--- Begin Records shown ---

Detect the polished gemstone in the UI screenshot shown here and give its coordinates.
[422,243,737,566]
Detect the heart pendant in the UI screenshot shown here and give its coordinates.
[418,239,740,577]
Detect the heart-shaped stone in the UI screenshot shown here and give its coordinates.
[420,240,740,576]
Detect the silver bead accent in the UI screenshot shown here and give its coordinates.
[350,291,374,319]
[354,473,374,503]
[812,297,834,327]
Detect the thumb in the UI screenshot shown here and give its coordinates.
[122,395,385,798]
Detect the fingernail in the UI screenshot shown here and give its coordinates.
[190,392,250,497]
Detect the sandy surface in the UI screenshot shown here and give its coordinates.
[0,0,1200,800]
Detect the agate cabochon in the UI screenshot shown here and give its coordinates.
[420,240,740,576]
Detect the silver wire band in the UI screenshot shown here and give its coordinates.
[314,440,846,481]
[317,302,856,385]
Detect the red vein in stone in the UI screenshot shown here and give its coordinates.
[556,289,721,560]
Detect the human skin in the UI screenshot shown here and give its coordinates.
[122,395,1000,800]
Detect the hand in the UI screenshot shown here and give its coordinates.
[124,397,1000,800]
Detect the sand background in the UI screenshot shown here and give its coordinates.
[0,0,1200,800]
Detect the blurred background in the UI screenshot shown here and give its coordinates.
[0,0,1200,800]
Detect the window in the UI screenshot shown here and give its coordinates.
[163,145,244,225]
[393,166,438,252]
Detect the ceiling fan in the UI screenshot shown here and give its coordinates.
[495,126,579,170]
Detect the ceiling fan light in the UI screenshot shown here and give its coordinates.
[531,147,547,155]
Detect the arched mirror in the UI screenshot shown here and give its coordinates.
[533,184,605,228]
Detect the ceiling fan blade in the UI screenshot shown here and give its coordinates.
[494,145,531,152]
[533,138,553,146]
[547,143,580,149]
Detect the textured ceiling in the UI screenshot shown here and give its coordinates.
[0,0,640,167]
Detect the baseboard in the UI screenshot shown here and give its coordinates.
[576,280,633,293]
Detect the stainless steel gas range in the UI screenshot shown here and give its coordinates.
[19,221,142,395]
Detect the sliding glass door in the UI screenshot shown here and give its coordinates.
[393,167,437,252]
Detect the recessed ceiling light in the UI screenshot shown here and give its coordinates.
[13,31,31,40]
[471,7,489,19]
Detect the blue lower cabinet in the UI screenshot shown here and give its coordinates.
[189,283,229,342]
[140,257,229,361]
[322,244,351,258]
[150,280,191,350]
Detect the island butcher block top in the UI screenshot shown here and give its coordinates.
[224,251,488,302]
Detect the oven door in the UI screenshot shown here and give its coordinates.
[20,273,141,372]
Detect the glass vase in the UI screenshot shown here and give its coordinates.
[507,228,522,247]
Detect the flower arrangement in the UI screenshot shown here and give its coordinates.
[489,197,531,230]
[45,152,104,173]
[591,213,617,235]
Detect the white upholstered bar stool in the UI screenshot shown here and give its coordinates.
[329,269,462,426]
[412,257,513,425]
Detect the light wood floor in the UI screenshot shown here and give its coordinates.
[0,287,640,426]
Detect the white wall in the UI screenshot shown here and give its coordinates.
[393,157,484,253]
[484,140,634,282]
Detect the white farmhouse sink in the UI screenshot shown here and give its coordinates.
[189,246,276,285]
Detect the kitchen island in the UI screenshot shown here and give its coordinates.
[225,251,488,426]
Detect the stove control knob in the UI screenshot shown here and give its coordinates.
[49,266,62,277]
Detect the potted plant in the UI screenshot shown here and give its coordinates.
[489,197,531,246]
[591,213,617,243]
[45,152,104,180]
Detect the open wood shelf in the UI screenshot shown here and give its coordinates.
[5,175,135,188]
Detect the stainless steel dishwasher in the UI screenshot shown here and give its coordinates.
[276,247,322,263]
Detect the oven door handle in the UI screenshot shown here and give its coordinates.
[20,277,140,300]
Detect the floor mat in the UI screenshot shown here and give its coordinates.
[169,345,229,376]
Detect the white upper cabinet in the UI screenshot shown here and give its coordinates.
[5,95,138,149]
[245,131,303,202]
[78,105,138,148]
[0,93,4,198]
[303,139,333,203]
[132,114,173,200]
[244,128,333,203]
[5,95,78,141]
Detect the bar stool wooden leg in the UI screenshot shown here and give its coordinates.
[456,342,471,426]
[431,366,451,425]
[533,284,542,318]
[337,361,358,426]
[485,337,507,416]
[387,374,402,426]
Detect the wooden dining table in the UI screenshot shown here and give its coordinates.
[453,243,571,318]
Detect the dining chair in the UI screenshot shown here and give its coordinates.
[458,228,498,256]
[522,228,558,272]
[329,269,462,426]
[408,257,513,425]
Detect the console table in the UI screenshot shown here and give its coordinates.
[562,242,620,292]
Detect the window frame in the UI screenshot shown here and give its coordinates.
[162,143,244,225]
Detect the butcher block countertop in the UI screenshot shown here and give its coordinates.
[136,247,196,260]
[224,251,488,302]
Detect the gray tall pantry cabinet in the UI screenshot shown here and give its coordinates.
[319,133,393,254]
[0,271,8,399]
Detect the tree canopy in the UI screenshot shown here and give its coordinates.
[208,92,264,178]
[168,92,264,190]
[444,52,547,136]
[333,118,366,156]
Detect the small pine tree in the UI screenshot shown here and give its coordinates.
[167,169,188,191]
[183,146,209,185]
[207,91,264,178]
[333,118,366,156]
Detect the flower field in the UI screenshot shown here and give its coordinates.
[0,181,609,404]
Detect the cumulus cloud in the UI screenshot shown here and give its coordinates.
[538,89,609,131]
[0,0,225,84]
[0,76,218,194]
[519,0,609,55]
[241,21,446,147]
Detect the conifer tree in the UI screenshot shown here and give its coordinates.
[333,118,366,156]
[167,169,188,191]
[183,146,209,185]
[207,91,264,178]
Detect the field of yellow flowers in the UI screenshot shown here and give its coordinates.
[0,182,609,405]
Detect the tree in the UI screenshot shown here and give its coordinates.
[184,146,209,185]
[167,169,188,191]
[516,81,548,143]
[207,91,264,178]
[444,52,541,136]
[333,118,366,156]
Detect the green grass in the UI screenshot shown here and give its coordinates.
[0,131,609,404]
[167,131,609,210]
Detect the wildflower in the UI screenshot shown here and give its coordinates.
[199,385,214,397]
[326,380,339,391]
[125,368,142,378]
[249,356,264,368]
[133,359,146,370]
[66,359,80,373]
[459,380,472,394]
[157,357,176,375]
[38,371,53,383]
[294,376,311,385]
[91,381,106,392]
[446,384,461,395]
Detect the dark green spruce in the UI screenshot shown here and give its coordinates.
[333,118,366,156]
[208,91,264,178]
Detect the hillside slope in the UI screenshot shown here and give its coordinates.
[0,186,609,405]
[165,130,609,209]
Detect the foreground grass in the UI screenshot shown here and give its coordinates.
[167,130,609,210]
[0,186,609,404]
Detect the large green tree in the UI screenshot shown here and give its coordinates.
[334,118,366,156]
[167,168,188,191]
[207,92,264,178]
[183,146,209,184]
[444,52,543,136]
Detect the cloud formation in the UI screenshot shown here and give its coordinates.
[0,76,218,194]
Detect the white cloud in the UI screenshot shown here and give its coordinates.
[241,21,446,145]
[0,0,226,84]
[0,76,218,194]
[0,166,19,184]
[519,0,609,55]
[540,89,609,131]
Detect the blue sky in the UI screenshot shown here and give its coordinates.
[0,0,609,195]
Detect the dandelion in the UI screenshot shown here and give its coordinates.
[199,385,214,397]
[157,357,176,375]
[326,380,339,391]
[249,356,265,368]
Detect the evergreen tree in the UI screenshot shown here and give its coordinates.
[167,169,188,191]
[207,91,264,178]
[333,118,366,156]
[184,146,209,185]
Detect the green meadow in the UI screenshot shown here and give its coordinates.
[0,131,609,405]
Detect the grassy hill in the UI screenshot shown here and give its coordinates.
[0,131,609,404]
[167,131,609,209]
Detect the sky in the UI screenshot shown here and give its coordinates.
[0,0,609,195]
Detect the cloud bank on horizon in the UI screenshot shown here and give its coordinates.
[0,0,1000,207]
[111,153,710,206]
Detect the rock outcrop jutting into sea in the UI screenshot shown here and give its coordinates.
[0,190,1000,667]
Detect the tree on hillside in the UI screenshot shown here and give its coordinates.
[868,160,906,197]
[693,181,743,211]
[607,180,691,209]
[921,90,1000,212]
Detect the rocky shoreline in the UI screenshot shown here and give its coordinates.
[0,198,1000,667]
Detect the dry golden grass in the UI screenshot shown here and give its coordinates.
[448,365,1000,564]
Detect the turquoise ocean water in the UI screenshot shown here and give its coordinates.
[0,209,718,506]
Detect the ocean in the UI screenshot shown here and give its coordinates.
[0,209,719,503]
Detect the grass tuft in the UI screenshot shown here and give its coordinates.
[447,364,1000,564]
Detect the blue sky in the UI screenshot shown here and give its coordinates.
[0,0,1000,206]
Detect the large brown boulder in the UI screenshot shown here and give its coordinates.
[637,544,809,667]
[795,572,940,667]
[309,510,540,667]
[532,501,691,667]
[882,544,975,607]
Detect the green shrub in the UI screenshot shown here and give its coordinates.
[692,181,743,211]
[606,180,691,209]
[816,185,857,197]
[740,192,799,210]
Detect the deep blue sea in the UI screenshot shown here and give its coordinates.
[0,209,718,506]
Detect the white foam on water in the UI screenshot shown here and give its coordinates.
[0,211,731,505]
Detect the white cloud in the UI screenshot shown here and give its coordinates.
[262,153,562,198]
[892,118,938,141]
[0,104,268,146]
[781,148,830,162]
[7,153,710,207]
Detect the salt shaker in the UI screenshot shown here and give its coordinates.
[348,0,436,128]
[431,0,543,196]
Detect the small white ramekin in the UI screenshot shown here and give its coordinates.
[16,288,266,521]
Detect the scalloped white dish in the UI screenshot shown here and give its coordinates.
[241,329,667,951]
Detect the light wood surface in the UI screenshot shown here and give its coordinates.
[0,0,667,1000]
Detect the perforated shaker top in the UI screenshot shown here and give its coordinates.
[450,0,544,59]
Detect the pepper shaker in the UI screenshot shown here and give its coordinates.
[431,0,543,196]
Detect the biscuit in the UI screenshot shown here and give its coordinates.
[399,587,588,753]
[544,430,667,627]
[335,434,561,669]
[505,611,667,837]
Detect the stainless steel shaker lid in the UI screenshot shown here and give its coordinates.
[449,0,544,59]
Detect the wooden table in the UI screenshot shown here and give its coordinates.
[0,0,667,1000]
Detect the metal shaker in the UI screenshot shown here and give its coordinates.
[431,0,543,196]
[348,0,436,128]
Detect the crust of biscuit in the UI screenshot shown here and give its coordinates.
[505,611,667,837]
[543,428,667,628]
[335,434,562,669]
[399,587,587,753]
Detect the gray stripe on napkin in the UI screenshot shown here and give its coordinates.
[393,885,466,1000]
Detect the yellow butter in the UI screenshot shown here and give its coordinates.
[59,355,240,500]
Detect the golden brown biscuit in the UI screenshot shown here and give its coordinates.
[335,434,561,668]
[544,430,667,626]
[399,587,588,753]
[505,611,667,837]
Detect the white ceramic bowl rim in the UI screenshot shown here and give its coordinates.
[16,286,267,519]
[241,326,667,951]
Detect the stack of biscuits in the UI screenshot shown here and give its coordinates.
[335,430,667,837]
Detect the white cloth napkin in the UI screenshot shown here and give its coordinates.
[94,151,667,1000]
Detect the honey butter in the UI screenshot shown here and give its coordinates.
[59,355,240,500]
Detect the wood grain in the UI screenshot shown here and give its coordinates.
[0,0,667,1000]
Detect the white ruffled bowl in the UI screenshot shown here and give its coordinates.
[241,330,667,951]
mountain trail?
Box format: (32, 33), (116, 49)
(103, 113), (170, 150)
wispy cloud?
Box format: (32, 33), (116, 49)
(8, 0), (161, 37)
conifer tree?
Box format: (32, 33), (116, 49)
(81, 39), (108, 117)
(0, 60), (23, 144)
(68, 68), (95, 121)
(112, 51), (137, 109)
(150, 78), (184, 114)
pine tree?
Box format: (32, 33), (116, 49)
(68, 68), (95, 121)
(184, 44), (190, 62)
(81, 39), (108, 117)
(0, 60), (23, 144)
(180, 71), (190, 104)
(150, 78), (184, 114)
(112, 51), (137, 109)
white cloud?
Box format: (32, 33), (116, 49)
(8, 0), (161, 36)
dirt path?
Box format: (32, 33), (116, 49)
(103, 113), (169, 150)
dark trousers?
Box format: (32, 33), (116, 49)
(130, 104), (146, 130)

--- End Records shown ---

◆ Given exercise: Retype the data without alteration, beginning at the line that contains "Detect the stove" and stopping after the line that contains "[276,247,322,263]".

◆ Solved problem:
Detect the stove control knob in the UI screenshot shown here and give its coordinates.
[49,266,62,277]
Detect the potted plant in the UI screenshot shown here and give its coordinates.
[489,197,531,246]
[591,213,617,243]
[45,152,104,180]
Detect the open wood shelf in the UI screenshot shown here and give its coordinates.
[5,175,135,188]
Detect the stainless steel dishwasher in the UI screenshot shown here and give its coordinates.
[276,247,322,263]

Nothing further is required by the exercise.